▶ **Passage to read**:

----

Silicone gel, a fine-tipped tool, a cover slip, and an oven are all that is needed to transform a regular smartphone camera into a microscope to produce high-resolution microscopic images, a researcher from the Australian National University (ANU) Research School of Engineering has discovered.
The invention of the lens fabrication technique was accidentally discovered by Steve Lee, when he left droplets of silicone gel overnight in the oven that had naturally formed lens-like shapes.
"It's a simple process to create high powered lenses ... by mixing a solution of silicone gel and extract little droplets of it onto a flat cover slip, flip it over, and allow gravity to pull it into a nice parabolic shape to create a nice lens," Lee said.
"This method is different because we remove any grinding from the process that is required from making a lens.
"With this lens we can make it up to a magnifying power of 160 times and resolve structures of four micrometers."
Lee collaborated with Tri Phan from Sydney's Garvan Institute of Medical Research to transform the lentil-sized lens into a medical imaging tool. They created a lightweight 3D-printable frame with minature LED lights to hold the lens so it could be attached to any smartphone.
Lee said the process could rapidly transform owners of smartphones into potential scientists and the possibility of its usage is extensive. The university has already received interest from a German group to use the invention for disposable lenses for tele-dermatology.
"By attaching the lens onto the smartphone what we could do now is take microscopic images on a mobile platform and transmit high-resolution images over the internet," he said.
"Having this microscope allows health workers to take images at remote sites and transfer it to the internet to doctors elsewhere. A farmer can take it to the field and put the lens and attach it to their smartphone and take a photo of the plants and send it to the lab for diagnostic."
According to Lee, the invention also addresses two key factors that often hinder the use of microscopic images: cost and integrability.
"What we're doing is distributing microscopic technology to the masses. It's quite exciting as an optical engineer and physicist that we're no longer restricted by the lenses we buy off the shelf; what you can really do now is make it at home and tailor it to your purpose," he said.
Earlier today, researchers from the University of New South Wales announced their discovery of using bionic ear technology for gene therapy. Using electric pulses delivered from a cochlear implant to deliver gene therapy, they were able to successfully regrow auditory nerves.
"Ultimately, we hope that after further research, people who depend on cochlear implant devices will be able to enjoy a broader dynamic and tonal range of sound, which is particularly important for our sense of the auditory world around us and for music appreciation," said Gary Housley, director of the translational neuroscience facility at UNSW Medicine.
The research also heralds a possible new way of treating a range of neurological disorders, including Parkinson's disease, and psychiatric conditions such as depression.

----

▶ **Records**:
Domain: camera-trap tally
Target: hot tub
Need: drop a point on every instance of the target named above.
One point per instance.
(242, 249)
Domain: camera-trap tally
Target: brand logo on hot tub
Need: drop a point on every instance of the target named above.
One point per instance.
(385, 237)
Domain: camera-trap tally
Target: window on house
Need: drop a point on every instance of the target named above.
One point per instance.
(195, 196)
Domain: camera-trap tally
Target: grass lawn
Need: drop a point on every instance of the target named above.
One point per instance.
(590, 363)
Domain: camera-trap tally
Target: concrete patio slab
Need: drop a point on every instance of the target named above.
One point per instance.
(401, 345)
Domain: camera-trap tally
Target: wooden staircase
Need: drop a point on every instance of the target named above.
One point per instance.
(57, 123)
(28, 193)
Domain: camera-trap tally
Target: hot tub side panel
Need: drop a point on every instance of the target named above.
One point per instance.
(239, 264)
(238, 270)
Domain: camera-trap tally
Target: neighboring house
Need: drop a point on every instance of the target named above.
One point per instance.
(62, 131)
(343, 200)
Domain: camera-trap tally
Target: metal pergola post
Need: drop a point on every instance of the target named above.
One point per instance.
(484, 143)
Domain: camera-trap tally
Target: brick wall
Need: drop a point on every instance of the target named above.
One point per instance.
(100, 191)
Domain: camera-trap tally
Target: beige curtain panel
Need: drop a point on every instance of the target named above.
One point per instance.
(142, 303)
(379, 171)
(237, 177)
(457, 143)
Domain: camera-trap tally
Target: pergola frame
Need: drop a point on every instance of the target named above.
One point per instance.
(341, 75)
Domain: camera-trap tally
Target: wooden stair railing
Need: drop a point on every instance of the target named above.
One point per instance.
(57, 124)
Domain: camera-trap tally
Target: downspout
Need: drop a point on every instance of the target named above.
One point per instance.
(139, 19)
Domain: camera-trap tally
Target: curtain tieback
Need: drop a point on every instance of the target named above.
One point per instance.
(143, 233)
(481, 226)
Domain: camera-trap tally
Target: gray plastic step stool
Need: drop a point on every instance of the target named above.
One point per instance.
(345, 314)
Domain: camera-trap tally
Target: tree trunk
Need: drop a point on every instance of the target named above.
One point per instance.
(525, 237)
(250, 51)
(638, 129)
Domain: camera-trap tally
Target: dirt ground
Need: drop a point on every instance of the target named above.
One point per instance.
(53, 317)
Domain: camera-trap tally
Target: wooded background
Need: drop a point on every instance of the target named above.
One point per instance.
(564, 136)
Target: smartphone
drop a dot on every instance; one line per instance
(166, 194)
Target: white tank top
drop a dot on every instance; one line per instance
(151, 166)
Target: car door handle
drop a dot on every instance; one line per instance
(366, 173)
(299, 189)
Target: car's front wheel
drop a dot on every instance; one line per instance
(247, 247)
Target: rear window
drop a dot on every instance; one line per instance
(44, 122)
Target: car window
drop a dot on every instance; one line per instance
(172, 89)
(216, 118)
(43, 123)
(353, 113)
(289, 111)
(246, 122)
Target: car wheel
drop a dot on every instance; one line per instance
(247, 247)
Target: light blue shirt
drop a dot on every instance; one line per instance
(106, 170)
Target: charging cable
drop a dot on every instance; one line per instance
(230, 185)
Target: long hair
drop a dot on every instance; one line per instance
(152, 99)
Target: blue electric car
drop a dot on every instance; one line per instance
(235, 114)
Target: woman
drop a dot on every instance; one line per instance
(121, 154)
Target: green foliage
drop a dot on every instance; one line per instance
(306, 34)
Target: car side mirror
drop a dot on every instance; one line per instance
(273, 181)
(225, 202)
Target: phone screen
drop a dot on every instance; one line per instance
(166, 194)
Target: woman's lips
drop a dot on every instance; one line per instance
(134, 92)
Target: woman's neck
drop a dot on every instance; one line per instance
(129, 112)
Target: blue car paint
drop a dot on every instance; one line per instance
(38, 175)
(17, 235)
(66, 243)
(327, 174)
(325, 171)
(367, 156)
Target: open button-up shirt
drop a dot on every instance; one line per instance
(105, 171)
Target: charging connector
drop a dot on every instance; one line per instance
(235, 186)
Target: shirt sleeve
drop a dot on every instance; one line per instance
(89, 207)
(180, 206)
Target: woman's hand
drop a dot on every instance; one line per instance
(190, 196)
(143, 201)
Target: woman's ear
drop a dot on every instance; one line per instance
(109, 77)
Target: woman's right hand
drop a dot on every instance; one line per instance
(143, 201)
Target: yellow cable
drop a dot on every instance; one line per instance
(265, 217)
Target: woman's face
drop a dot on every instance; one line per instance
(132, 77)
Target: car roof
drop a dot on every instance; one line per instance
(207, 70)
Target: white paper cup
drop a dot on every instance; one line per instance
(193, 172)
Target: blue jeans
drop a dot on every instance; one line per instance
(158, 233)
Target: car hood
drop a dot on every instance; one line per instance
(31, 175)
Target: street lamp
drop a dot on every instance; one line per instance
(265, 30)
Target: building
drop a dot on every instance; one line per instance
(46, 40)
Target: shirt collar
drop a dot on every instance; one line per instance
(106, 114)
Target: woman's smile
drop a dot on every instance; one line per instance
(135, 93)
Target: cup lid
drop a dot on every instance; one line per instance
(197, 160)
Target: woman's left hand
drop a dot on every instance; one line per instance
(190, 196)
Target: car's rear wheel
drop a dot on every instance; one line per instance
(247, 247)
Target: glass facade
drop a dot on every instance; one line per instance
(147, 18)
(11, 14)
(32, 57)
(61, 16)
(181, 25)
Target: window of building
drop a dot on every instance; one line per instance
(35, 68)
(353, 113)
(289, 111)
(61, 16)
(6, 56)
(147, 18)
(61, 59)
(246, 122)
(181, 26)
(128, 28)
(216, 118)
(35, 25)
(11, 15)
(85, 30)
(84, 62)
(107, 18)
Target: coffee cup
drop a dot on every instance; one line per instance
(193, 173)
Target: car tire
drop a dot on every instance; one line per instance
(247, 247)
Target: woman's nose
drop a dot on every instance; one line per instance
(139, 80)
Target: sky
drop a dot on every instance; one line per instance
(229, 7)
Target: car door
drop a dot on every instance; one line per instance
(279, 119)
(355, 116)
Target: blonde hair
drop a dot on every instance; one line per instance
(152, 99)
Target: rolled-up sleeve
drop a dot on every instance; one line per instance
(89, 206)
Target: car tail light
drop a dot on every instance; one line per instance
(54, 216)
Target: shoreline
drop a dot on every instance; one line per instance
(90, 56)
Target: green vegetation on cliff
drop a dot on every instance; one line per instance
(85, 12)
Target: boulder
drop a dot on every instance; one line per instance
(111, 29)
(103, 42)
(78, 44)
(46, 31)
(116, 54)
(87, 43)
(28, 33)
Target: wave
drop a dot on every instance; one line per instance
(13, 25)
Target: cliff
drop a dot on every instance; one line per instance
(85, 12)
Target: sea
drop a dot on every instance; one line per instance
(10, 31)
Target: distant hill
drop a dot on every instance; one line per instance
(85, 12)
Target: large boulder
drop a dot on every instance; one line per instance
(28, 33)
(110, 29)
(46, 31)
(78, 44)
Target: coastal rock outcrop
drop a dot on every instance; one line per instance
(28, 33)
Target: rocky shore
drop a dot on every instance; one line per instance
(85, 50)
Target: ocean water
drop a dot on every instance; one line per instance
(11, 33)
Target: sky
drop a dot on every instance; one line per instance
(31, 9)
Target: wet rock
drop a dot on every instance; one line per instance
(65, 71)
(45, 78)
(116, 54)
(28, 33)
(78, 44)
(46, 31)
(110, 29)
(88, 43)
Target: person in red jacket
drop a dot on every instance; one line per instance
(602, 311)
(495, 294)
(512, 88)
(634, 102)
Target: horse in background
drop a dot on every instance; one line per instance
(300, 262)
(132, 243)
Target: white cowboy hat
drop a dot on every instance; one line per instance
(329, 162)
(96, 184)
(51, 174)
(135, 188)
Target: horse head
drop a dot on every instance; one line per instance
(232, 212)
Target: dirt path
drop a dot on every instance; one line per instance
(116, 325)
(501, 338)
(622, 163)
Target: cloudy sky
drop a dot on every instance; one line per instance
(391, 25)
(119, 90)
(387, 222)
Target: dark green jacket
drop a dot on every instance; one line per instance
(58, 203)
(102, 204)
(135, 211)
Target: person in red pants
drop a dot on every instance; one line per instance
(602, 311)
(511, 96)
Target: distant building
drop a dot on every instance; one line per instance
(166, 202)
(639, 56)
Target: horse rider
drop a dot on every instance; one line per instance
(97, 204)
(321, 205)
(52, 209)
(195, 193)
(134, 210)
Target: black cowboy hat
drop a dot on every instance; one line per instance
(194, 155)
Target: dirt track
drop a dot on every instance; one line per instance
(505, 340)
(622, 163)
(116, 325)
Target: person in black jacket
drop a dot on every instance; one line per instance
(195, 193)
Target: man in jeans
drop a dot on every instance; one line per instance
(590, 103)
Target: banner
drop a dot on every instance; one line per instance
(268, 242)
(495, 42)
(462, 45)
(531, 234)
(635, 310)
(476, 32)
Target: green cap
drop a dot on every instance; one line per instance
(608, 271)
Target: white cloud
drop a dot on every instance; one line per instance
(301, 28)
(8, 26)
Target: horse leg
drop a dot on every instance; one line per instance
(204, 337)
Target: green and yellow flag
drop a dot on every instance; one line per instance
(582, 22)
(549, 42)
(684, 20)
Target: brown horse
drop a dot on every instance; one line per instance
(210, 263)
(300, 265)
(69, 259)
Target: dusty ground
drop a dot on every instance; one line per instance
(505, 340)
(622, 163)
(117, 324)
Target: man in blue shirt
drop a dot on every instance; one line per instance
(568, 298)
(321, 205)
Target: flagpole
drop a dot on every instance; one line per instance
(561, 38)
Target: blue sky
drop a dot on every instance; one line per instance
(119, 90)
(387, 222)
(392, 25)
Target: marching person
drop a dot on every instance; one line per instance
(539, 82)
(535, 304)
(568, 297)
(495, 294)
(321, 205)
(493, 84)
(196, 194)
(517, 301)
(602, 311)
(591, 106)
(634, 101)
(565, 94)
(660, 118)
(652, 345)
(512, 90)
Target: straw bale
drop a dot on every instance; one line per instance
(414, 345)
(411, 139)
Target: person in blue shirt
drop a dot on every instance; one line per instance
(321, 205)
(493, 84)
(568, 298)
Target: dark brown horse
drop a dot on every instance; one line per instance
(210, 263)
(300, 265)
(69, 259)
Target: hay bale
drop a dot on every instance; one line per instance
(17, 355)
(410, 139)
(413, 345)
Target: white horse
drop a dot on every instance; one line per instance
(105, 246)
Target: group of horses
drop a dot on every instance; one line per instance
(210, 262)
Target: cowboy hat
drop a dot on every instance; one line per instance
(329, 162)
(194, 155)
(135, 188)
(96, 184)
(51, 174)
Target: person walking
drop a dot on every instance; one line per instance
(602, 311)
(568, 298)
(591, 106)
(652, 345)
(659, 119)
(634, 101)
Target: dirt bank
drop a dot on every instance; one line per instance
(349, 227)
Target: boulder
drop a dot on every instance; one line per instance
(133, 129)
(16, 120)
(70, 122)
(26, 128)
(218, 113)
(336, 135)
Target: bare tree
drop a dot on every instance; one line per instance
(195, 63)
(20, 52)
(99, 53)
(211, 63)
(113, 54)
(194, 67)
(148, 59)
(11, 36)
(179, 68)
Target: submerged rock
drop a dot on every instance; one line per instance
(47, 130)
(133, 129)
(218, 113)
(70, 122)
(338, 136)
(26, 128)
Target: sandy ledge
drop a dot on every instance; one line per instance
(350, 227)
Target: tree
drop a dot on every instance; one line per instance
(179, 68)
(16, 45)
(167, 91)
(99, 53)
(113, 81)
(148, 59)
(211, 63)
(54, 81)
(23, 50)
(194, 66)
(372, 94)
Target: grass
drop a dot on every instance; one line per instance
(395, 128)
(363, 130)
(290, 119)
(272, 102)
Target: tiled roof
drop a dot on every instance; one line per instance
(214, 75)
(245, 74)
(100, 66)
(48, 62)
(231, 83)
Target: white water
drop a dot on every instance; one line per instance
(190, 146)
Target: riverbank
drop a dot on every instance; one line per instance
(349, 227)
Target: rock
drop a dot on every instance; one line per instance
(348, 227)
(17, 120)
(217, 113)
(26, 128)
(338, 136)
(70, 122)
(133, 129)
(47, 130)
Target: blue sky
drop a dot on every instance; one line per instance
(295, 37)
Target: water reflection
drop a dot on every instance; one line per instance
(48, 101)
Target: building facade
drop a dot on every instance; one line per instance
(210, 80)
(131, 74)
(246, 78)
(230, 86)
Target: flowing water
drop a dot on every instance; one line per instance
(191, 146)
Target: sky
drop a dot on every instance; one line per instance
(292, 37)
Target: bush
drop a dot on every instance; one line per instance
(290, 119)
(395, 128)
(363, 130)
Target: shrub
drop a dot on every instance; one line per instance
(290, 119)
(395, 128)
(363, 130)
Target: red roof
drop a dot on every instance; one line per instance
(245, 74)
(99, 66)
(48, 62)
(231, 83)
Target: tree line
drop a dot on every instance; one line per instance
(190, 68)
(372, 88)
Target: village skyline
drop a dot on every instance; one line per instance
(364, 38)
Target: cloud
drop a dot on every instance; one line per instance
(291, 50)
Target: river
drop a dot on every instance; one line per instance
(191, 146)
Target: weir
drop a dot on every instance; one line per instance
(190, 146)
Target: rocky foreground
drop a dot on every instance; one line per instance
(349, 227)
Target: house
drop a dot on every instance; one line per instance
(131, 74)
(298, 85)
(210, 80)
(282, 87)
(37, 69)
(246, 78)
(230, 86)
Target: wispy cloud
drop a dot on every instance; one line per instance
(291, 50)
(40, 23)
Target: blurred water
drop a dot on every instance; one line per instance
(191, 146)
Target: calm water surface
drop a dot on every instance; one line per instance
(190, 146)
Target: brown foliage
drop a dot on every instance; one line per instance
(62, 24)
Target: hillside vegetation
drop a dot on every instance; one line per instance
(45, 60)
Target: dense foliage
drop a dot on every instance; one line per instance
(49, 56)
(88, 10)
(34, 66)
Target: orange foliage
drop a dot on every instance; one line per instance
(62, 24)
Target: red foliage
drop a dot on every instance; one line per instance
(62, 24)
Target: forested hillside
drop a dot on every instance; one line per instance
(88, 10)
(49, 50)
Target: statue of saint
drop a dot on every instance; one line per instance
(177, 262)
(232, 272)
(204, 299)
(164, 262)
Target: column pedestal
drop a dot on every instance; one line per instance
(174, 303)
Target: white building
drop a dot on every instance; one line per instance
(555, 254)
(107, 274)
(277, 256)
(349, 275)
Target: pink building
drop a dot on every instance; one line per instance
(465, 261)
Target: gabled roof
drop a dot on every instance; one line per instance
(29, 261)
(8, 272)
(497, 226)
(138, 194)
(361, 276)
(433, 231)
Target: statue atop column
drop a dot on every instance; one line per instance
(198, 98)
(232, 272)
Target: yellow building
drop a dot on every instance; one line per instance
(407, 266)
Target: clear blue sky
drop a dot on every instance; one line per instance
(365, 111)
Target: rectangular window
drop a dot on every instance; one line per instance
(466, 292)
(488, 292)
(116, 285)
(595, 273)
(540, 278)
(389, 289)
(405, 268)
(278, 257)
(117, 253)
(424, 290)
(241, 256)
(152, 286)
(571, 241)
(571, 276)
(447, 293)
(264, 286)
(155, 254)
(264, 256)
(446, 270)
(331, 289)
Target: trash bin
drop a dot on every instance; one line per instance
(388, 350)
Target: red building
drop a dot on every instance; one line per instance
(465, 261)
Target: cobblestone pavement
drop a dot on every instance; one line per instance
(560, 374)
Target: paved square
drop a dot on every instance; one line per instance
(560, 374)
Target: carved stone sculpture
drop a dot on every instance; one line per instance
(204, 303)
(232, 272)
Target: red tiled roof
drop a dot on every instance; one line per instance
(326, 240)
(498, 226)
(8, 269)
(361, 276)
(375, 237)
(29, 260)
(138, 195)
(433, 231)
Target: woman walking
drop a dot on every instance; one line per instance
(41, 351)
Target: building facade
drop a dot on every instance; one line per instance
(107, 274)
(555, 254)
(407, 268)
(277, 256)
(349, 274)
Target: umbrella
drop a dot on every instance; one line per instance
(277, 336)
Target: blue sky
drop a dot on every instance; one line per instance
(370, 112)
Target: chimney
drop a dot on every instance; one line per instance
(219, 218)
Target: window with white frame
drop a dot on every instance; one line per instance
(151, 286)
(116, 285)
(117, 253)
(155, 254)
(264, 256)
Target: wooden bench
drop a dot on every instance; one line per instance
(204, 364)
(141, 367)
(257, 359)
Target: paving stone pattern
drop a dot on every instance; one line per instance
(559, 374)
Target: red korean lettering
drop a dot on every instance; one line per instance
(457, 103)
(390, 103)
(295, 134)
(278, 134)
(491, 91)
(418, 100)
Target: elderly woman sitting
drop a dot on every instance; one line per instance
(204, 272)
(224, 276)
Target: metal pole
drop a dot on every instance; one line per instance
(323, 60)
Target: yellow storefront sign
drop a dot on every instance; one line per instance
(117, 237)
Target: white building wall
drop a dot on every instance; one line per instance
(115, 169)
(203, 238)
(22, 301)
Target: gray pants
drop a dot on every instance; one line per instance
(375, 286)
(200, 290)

----

▶ **What you are asked to do**:
Write out the passage of the smartphone microscope article word for word, from "Earlier today, researchers" to "at UNSW Medicine.".

▶ **Answer to this exercise**:
Earlier today, researchers from the University of New South Wales announced their discovery of using bionic ear technology for gene therapy. Using electric pulses delivered from a cochlear implant to deliver gene therapy, they were able to successfully regrow auditory nerves.
"Ultimately, we hope that after further research, people who depend on cochlear implant devices will be able to enjoy a broader dynamic and tonal range of sound, which is particularly important for our sense of the auditory world around us and for music appreciation," said Gary Housley, director of the translational neuroscience facility at UNSW Medicine.